Search code examples
pythonbeautifulsoupurlliblarge-data

Python, 'IndexError: list index out of range' when parsing large arrays BeautifulSoup


I keep on getting the following error:

Traceback (most recent call last):
  File "C:\Users\User\Documents\Project.py", line 100, in <module>
    parseData(array)
  File "C:\Users\User\Documents\Project.py", line 91, in parseData
    name2 = pageSoup.findAll('div', {'class': 'item-title'})[0].string
IndexError: list index out of range

The array being passed into the function holds a couple thousand URL's. When I tested with an array of a much shorter length in the hundreds it was functional, finishing with no problems. I'm not too sure to why it is not functional when a larger array is used as an input.

def parseData(urls):
    f = io.open('output.txt', 'a', encoding='utf-8')
    for url in urls:
        response = urllib.request.urlopen(url)
        responseContent = response.read()
        pageSoup = BeautifulSoup(responseContent, 'html.parser', from_encoding="utf-8")
        if 'https://example.com' in url:
            name = pageSoup.findAll('h3', {'class': 'tb-main-title'})[0].string
            price = pageSoup.findAll('em', {'class': 'tb-rmb-num'})[0].string
            link = url
            print('Retriving data from ' + str(link) + '...\n' + str(name) + ':' + str(price))
            f.write('\n' + str(link) + '\n' + str(name) + '\n' + str(price) + '\n')

        elif 'https://example2.com' in url:
            name2 = pageSoup.findAll('div', {'class': 'item-title'})[0].string
            price2 = pageSoup.findAll('span', {'class': 'cur-price'})[0].string
            print('Retriving data from ' + str(link) + '...\n' + str(name2) + ':' + str(price2))

## Supplied information
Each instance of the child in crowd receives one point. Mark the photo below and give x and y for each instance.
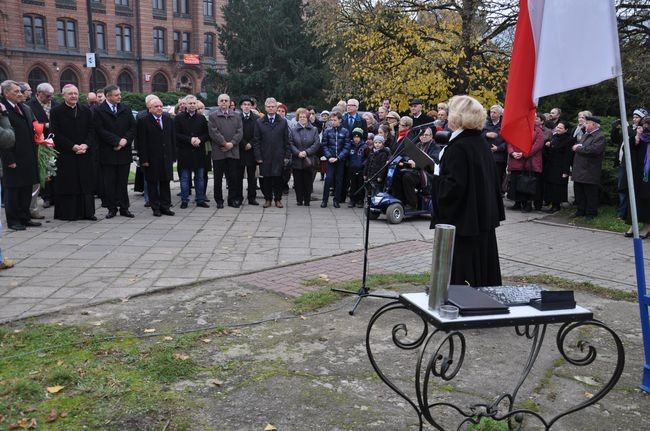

## Set problem A
Answer these about the post on the BeautifulSoup IndexError:
(i) According to the traceback, which line of the script inside parseData raises the error?
(ii) Roughly how many URLs does the array passed into the function hold?
(iii) What file does parseData open for appending output?
## Set problem B
Extend the post about the BeautifulSoup IndexError, picking up right after its last line.
The listing has no connection to the post about the BeautifulSoup error.

## Exercise output A
(i) Line 91
(ii) A couple thousand
(iii) output.txt

## Exercise output B
            f.write('\n' + str(link) + '\n' + str(name2) + '\n' + str(price2) + '\n')

Thank you for taking the time to check this out, any help is much appreciated! :)


Solution

  • This improve above response

    import urllib.request
    from bs4 import BeautifulSoup
    from collections import namedtuple
    Data = namedtuple('Data', 'link name price')
    
    def parseData(url):
        link = None
        name = None
        price = None
    
        with urllib.request.urlopen(url) as response:
            if response:
                # responseContent = response.read()
                pageSoup = BeautifulSoup(response, 'html.parser', from_encoding="utf-8")
                if 'https://example.com' in url:
                    try:
                        name = pageSoup.findAll('h3', {'class': 'tb-main-title'})[0].string
                        price = pageSoup.findAll('em', {'class': 'tb-rmb-num'})[0].string
                    except IndexError as e:
                        pass
                elif 'https://example2.com' in url:
                    breakpoint()
                    try:
                        name = pageSoup.findAll('div', {'class': 'item-title'})[0].string
                        price = pageSoup.findAll('span', {'class': 'cur-price'})[0].string
                    except IndexError as e:
                        pass
                link = url
                print('Retriving data from ' + str(link) + '...\n' + str(name) + ':' + str(price))
            return Data(link=link, name=name, price=price)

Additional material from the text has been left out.